▸ Supplied data
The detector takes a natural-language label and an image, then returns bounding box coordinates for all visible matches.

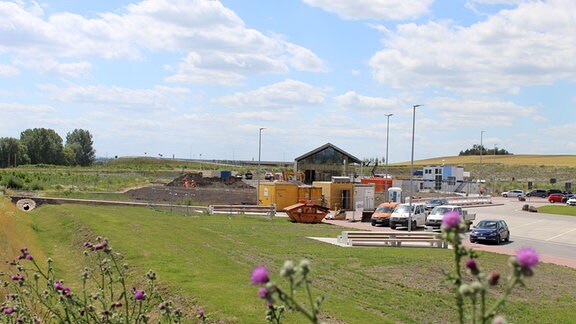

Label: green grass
[0,205,576,323]
[536,204,576,216]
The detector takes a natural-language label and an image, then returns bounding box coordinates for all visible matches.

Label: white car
[390,203,428,229]
[502,190,524,198]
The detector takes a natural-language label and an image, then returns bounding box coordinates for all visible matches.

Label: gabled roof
[294,143,362,164]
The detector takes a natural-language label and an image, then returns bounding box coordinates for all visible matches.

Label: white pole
[408,105,421,232]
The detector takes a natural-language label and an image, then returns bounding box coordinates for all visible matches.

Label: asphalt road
[324,197,576,268]
[468,197,576,262]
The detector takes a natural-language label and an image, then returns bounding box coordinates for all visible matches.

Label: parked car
[546,194,564,203]
[502,189,524,198]
[426,198,448,210]
[426,205,476,231]
[526,189,548,198]
[470,219,510,244]
[370,202,399,226]
[390,203,428,229]
[546,189,564,196]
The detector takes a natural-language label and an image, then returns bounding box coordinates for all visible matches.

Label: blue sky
[0,0,576,163]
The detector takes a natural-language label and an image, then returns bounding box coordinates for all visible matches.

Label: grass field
[0,201,576,323]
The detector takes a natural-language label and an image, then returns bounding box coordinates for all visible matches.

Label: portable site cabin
[259,182,322,211]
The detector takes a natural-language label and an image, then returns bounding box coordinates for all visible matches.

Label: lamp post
[408,105,422,232]
[478,131,484,195]
[384,114,394,201]
[256,127,266,205]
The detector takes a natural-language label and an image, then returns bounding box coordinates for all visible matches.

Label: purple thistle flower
[466,258,479,275]
[442,212,460,229]
[250,266,270,285]
[54,280,64,290]
[258,287,268,299]
[516,248,539,268]
[134,289,146,300]
[490,271,500,286]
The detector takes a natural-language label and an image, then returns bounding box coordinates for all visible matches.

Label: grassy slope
[0,201,576,323]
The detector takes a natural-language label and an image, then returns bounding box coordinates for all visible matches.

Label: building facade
[294,143,362,184]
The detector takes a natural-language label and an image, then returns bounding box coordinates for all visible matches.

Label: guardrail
[337,231,448,249]
[208,205,276,217]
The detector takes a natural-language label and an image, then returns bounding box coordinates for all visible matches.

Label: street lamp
[408,105,422,232]
[384,114,394,201]
[478,131,484,195]
[256,127,266,205]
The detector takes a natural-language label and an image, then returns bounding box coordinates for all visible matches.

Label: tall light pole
[408,105,422,232]
[256,127,266,205]
[384,114,394,201]
[478,131,484,195]
[492,144,498,196]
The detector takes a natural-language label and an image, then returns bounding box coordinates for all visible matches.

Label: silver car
[502,190,524,198]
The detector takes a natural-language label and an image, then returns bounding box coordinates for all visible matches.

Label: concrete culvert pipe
[16,199,36,211]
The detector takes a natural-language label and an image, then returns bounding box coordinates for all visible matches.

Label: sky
[0,0,576,163]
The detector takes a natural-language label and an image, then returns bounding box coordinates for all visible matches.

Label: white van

▸ To do
Copy the data word for word. Pictures do not go in the copy.

▸ Correct response
The detector takes a natural-language label and an image, then returns bounding box coordinates for all visible matches.


Label: green grass
[0,205,576,323]
[536,204,576,216]
The detector takes a natural-language label and an image, then returns bounding box coordinates for all visible matches.

Label: white car
[390,203,428,229]
[502,190,524,198]
The detector takes a natural-language label and an image, then returns bounding box coordinates for all visible matches.

Label: gabled roof
[294,143,362,164]
The detector takes a natural-language label and an image, then returns bounding box coordinates for all visible matches.

Label: white pole
[408,105,421,232]
The detector takes a natural-language label and an image, then returns bounding box coordinates for all visible matches.

Label: asphalt road
[324,197,576,268]
[468,197,576,262]
The detector takes a natural-language label and an image, then returns bounding box coordinates for all visible matches.

Label: parked car
[546,194,564,203]
[502,189,524,198]
[426,198,448,210]
[426,205,476,231]
[526,189,548,198]
[470,219,510,244]
[370,202,399,226]
[390,203,428,229]
[546,189,564,196]
The detector takes a natural-language label and an image, then returns bounding box coordinates for all visible matches.

Label: blue sky
[0,0,576,163]
The detector takes a natural-language label and an image, then returns bounding box coordinates for all visible matches.

Label: grass field
[0,201,576,323]
The detector takes a natural-language label and an image, then returns bounding box coordinates for all visible matches.

Label: portable site cabin
[259,182,322,211]
The detector takes a natural-language label and an image, then returns bounding box coordinates for all visible matches.

Label: lamp post
[408,105,422,232]
[478,131,484,195]
[384,114,394,201]
[256,127,266,205]
The detector takes a natural-language label and an image, then returns bounding box coordinates for all visible matches.

Label: purple thistle flower
[466,258,479,275]
[442,212,460,229]
[250,266,270,285]
[54,280,64,290]
[258,287,268,299]
[516,248,539,268]
[134,289,146,300]
[490,271,500,286]
The detector takes a natural-language label and an image, then returns bounding box coordinates for all visible matches.

Label: grassy slope
[0,201,576,323]
The detector takes a natural-language label and an image, then returns bounding box coordinates for all visible matches.

Label: building facade
[294,143,362,184]
The detector takes a natural-language label and an image, then returns bounding box coordinates for all visible matches.

Label: guardrail
[337,231,448,249]
[208,205,276,217]
The detector takes a natural-language label and an image, then returns bounding box coordinates for all visible matches.

Label: street lamp
[408,105,422,232]
[384,114,394,201]
[478,131,484,195]
[256,127,266,205]
The detector takes a natural-language label and an image, then returns bounding box coordinates for all visible matches.

Label: tall light pole
[408,105,422,232]
[256,127,266,205]
[384,114,394,201]
[478,131,484,195]
[492,144,498,196]
The detector takes a natural-language label and an image, then returns bounding box coordinates for all visible matches.

Label: silver car
[502,190,524,198]
The detector takes a natural-language label and an image, then returns bounding box coordinates for all visible matches.

Label: concrete culvert pipe
[16,199,36,211]
The detector takes a natural-language label and an image, then returns bounding box coordinates for all visible matches.

Label: sky
[0,0,576,163]
The detector takes a natural-language label and an image, then returns bounding box coordinates for all visible matches.

Label: white van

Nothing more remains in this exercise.